#### Texte du document:

════════

Grenelle 1 - Les députés adoptent les mesures de réduction des consommations d'énergie dans le bâtiment
Le 9 octobre, les députés ont examiné les articles 3 et 4 consacrés respectivement à l'amélioration de la performance énergétique des constructions et à l'instauration de nouvelles normes thermiques dans les bâtiments neufs. La rédaction du premier article a été revue pour mettre en avant la double dimension énergétique et thermique du plan de rénovation à engager dans le secteur du bâtiment et pour prendre en compte l'accessibilité des bâtiments aux handicapés dans les travaux à mener.
Bâtiments neufs : une norme de consommation d'énergie modulable
La discussion de l'article 4 a donné lieu à des débats nettement plus animés, notamment autour d'un amendement de Patrick Ollier, président UMP de la commission des affaires économiques, de l'environnement et du territoire de l'Assemblée, visant à moduler la norme de consommation d'énergie primaire des constructions neuves à partir de 2012 et, par anticipation, de 2010, pour les bâtiments publics et ceux du tertiaire.
Dans la version initiale du projet de loi, cette norme devait être inférieure à 50 kilowattheures par mètre carré et par an (kWh/m2/an) en moyenne. Pour les énergies présentant un bilan avantageux en termes d'émissions de gaz à effet de serre (GES), l'amendement Ollier a proposé de relever ce seuil "à raison inverse des émissions de gaz à effet de serre générées par l'énergie utilisée" et de le moduler en fonction de la localisation, des caractéristiques et de l'usage des bâtiments. Les députés Yves Cochet (Verts) et François Brottes (PS) sont montés au créneau pour défendre la rédaction initiale du projet de loi mais son rapporteur, Christian Jacob, a défendu l'amendement Ollier et le ministre de l'Ecologie, Jean-Louis Borloo, l'a également soutenu, tout en rappelant son attachement à l'objectif des 50 kWh/m2/an en énergie primaire. "Les décrets ne s'éloigneront pas de ce chiffre", a-t-il prévenu. Au final, la rédaction de l'amendement Ollier a été en partie modifiée et le texte indique désormais que "pour les énergies qui présentent un bilan avantageux en termes d'émissions de gaz à effet de serre, ce seuil sera modulé afin d'encourager la diminution des émissions de gaz à effet de serre générées par l'énergie utilisée".

════════

#### Données fournies:

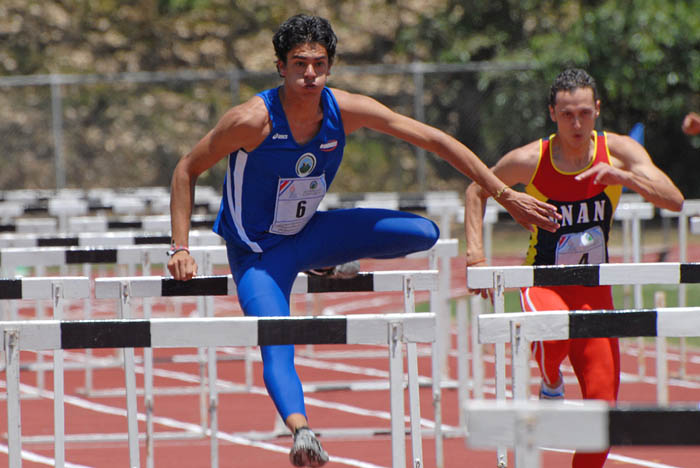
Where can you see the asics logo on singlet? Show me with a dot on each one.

════════

#### Consigne:
Réécrivez tout le passage du texte sur le Grenelle 1, depuis « Grenelle 1 - Les » jusqu'à « travaux à mener. », en remplaçant « handicapés » par « personnes handicapées ».

#### Solution:
Grenelle 1 - Les députés adoptent les mesures de réduction des consommations d'énergie dans le bâtiment
Le 9 octobre, les députés ont examiné les articles 3 et 4 consacrés respectivement à l'amélioration de la performance énergétique des constructions et à l'instauration de nouvelles normes thermiques dans les bâtiments neufs. La rédaction du premier article a été revue pour mettre en avant la double dimension énergétique et thermique du plan de rénovation à engager dans le secteur du bâtiment et pour prendre en compte l'accessibilité des bâtiments aux personnes handicapées dans les travaux à mener.